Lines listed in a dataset
◇ ◇ ◇ ◇ ◇
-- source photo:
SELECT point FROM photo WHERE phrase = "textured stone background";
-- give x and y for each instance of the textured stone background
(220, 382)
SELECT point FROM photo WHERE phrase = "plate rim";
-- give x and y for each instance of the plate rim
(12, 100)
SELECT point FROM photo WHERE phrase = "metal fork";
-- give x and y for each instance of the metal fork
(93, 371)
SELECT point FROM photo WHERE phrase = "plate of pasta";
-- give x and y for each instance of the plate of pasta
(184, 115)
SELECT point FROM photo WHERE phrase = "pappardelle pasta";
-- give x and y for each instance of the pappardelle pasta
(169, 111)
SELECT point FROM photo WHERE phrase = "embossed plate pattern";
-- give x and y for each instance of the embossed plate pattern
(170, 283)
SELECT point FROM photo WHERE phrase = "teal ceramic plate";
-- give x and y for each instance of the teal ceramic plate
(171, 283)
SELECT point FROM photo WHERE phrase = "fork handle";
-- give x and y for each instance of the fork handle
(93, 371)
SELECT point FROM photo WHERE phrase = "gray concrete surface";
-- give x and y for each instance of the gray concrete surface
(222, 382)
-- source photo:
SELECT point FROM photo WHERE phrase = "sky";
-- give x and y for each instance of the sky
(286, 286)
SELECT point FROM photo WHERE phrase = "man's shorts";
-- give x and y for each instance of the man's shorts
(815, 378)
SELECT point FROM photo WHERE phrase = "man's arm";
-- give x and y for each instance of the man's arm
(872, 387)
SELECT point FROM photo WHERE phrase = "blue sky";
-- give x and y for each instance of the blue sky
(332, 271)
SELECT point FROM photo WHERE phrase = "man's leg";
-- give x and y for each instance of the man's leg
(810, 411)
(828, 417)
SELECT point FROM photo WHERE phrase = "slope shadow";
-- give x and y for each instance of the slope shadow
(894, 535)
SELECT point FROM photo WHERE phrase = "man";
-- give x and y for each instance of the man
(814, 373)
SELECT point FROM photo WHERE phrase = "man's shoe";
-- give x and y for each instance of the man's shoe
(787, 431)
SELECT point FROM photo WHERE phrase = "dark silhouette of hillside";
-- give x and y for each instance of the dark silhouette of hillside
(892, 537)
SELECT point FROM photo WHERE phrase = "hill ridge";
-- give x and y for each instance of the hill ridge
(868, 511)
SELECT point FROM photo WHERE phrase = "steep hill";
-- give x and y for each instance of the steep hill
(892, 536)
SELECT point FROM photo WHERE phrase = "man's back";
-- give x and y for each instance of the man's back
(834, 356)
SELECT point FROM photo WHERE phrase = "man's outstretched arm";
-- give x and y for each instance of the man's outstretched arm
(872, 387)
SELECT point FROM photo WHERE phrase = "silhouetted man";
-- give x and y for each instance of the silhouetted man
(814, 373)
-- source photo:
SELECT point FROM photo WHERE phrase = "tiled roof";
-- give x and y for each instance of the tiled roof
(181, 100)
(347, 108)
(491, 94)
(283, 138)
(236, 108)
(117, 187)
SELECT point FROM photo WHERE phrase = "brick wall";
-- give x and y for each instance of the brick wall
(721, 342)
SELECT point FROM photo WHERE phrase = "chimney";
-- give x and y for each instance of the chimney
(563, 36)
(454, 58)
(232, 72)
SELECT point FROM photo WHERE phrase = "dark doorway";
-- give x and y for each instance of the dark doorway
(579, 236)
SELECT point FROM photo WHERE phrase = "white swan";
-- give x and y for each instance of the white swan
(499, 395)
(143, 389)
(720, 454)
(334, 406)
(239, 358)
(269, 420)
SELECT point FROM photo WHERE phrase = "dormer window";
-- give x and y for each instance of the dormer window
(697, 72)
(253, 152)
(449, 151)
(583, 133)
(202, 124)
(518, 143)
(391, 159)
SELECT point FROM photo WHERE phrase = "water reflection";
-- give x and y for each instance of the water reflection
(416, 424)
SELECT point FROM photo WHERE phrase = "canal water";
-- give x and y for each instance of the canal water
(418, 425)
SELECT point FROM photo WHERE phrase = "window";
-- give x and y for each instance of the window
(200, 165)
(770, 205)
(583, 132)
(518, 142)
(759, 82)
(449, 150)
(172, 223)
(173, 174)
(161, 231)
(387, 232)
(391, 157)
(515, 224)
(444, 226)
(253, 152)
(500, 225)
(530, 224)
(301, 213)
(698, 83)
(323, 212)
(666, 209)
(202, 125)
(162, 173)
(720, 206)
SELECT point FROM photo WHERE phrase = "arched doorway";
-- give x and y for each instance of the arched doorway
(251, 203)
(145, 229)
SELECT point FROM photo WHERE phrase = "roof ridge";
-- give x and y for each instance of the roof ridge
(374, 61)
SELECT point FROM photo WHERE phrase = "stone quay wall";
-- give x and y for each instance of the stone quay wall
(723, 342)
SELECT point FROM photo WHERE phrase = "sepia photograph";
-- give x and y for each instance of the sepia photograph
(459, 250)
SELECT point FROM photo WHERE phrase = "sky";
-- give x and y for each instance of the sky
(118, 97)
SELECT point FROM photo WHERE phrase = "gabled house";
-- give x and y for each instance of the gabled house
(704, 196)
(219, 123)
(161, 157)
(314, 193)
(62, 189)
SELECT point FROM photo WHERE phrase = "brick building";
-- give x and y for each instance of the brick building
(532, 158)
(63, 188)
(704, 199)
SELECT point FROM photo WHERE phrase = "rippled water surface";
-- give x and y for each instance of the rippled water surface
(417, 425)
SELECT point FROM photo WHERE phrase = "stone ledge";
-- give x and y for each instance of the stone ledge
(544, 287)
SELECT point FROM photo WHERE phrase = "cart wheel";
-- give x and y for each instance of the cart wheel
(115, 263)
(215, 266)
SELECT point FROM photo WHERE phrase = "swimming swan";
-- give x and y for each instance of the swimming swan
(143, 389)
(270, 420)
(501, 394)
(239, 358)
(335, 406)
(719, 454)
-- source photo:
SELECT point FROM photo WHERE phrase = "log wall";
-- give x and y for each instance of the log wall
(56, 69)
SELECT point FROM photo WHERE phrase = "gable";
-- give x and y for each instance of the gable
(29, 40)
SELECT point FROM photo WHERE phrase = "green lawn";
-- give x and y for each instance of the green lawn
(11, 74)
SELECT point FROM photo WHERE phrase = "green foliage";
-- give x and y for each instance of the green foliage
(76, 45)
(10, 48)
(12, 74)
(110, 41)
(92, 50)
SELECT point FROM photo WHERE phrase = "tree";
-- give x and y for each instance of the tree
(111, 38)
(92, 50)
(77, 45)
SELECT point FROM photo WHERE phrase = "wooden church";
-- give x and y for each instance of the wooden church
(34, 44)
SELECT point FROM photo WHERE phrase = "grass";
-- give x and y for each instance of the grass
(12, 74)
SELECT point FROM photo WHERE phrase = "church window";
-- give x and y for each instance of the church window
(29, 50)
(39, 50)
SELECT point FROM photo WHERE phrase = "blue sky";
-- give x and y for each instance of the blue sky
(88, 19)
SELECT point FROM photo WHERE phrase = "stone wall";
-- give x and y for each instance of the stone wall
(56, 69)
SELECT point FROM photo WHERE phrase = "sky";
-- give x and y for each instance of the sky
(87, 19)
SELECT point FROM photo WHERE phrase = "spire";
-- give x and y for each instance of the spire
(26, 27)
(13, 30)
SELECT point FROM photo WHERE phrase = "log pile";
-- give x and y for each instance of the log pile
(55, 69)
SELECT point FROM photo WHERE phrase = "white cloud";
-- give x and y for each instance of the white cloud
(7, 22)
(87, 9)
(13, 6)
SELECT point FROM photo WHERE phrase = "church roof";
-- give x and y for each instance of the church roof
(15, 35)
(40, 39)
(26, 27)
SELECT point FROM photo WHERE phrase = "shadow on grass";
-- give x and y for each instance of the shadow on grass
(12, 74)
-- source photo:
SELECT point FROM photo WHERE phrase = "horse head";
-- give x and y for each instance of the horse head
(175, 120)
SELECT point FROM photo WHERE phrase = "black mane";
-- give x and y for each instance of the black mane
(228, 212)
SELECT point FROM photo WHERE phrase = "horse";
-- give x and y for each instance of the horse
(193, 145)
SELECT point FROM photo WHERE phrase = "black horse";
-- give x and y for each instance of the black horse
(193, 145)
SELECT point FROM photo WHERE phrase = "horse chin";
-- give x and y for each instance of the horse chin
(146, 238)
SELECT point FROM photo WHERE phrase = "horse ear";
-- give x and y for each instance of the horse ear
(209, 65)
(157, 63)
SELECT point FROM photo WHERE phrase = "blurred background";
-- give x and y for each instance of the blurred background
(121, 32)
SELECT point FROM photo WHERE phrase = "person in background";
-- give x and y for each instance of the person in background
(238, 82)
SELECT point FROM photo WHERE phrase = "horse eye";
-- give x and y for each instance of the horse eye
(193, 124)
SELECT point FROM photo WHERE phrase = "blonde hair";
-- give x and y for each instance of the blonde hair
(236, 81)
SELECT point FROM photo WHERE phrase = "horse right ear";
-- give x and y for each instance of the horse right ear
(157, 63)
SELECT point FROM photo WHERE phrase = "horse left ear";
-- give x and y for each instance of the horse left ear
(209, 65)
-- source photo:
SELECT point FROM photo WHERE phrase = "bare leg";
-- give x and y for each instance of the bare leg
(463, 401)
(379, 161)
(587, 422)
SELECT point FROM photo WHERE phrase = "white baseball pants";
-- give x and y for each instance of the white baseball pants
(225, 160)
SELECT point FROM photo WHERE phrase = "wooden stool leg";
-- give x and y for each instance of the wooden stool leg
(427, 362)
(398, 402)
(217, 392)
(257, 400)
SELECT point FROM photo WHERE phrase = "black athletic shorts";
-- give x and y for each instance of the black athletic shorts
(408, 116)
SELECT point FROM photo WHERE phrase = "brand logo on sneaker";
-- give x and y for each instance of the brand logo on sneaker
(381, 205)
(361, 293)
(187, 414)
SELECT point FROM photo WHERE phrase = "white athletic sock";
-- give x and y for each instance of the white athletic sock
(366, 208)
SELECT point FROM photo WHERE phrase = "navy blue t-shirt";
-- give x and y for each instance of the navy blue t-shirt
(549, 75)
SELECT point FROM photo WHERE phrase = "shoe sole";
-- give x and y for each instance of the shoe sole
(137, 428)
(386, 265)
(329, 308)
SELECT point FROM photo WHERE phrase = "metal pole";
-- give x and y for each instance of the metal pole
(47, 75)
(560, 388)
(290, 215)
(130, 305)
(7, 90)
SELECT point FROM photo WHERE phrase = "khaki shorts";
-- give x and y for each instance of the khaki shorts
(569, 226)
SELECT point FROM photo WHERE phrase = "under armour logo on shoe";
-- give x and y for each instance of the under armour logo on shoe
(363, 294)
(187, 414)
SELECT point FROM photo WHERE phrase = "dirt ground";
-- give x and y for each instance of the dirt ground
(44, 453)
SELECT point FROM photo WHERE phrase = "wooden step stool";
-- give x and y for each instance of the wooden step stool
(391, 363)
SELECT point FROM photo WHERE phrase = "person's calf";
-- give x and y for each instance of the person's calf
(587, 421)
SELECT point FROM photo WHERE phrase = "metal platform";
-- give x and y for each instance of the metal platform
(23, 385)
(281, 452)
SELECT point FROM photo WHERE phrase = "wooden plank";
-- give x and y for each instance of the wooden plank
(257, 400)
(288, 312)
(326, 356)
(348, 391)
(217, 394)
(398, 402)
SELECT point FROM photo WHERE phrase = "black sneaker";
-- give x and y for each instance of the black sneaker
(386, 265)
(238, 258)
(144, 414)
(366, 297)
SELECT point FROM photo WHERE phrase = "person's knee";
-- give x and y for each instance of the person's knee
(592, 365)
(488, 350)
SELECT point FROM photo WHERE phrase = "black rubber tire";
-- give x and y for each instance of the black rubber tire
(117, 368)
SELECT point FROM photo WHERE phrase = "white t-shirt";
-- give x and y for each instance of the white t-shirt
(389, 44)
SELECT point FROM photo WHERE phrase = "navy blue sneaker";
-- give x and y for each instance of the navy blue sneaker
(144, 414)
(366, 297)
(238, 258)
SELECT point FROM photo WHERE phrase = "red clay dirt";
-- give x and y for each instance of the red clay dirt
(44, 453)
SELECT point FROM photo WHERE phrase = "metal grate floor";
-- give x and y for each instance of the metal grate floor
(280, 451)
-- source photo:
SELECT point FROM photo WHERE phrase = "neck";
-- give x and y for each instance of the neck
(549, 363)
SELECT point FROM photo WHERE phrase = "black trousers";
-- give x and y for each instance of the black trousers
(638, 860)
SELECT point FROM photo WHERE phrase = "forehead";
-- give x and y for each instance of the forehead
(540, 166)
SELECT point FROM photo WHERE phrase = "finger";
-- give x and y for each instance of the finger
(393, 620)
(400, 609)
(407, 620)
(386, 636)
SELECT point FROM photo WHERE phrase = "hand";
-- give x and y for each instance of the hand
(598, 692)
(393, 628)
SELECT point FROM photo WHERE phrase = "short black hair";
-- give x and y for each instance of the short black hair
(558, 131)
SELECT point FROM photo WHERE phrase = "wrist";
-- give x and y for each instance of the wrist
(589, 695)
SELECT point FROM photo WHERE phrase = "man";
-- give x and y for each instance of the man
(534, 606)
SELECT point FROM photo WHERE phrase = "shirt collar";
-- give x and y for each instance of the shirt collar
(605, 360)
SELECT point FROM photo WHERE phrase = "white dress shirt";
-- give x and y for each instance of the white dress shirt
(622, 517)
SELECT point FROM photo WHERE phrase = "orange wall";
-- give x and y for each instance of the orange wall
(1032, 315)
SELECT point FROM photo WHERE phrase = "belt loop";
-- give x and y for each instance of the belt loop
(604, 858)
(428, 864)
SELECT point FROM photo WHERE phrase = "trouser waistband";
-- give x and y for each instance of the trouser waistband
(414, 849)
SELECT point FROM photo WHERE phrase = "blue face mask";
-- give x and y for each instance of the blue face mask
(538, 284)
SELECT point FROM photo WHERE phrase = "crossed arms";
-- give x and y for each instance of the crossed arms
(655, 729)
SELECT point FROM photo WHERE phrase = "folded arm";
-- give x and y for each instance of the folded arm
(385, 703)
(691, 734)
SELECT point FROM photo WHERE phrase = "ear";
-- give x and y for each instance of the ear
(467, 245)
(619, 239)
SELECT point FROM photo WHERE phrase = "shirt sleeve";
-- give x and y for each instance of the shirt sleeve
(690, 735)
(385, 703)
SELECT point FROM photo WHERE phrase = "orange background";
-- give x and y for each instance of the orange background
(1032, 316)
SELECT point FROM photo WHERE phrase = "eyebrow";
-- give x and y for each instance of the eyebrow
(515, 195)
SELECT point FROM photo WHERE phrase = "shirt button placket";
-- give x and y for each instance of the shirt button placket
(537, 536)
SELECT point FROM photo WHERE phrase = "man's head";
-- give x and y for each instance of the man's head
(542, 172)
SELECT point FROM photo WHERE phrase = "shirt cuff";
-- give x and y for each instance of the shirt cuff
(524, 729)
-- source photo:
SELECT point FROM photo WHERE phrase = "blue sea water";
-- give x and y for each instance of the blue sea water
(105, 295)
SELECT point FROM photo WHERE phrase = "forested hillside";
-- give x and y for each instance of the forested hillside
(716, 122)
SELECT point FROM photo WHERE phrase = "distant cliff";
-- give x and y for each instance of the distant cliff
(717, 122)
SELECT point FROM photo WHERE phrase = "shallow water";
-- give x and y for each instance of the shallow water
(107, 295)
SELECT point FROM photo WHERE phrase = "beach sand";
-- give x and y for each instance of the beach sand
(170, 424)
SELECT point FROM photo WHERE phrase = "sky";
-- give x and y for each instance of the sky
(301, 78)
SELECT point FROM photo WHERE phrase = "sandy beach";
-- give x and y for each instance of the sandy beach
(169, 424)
◇ ◇ ◇ ◇ ◇
▶ Work instructions: Gather every line above that contains the string "plank". Case matters.

▶ Response to this task:
SELECT point FROM photo WHERE phrase = "wooden plank";
-- give x and y for each instance of the wooden plank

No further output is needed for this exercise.